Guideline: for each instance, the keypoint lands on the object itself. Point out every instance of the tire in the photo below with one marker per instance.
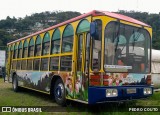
(59, 92)
(15, 84)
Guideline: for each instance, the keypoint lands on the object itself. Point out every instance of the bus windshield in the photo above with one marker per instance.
(127, 49)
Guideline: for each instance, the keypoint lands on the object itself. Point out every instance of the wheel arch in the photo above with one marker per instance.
(53, 80)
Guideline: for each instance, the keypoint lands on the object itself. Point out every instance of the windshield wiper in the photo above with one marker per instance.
(135, 38)
(117, 36)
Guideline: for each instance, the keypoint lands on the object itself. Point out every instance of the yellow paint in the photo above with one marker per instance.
(34, 89)
(105, 20)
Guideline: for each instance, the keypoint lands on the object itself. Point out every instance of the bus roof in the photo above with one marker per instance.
(92, 13)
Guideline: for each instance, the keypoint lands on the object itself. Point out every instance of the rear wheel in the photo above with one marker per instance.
(59, 92)
(15, 83)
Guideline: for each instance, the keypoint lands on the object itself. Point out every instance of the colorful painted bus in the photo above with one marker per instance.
(94, 58)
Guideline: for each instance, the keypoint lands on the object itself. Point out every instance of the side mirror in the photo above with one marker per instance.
(93, 29)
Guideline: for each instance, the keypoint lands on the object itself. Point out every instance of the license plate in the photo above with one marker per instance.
(129, 91)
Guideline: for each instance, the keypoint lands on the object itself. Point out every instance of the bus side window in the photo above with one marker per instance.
(44, 64)
(36, 64)
(66, 63)
(96, 45)
(54, 63)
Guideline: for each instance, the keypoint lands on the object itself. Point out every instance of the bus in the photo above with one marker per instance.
(93, 58)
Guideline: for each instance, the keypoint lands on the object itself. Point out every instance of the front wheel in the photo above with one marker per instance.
(59, 92)
(15, 83)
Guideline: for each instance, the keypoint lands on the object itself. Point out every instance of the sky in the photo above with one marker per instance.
(21, 8)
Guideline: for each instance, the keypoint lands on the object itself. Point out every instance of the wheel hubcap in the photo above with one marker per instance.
(59, 91)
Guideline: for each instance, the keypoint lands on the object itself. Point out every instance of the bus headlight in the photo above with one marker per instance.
(111, 93)
(147, 91)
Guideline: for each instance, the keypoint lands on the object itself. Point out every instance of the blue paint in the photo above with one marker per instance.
(98, 94)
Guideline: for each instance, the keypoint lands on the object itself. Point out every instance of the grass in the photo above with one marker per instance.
(31, 98)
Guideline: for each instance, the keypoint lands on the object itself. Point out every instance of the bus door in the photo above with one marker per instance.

◆ **TASK OBJECTIVE**
Rewrite the records from the line holding "of the bus in" through the end of the records, both ends inclusive, keeping the requests as they are and multiplying every coordinate in the answers by 1.5, rounded to whole numbers with halves rounded up. Give only those lines.

◆ **WRITTEN SOLUTION**
Guideline: for each instance, the keypoint lands on the object itself. Point out every instance of the bus in the photo above with one marker per instance.
(140, 87)
Guideline: for each instance, the keypoint lands on the object itself. Point out every instance of the front wheel in the photo above with one marker per instance.
(89, 138)
(23, 125)
Guideline: for each instance, the keypoint lands on the object itself. Point out every instance of the sky in the photo above with one marker per instance.
(32, 12)
Guideline: for each instance, the keypoint lands on the object itself. Point out every instance of the wheel hubcap in the photo above with one marker per instance.
(89, 137)
Guideline: for each instance, the keypoint lands on the object itself. Point out every instance of the bus headlight in the photo above with one marker per instance.
(167, 140)
(221, 137)
Guideline: for each instance, the keypoint lands on the object itself. Point out every instance of the blue paint in the photo above with one marker per instance.
(147, 141)
Guideline: for each instance, the keypoint lands on the object itself. Point out every instance of the grass in the photo above with one marker per instance.
(47, 147)
Guideline: for each instance, the keypoint lands on the object itself. Point out every instance of the bus door in the photo above with one marker per instance.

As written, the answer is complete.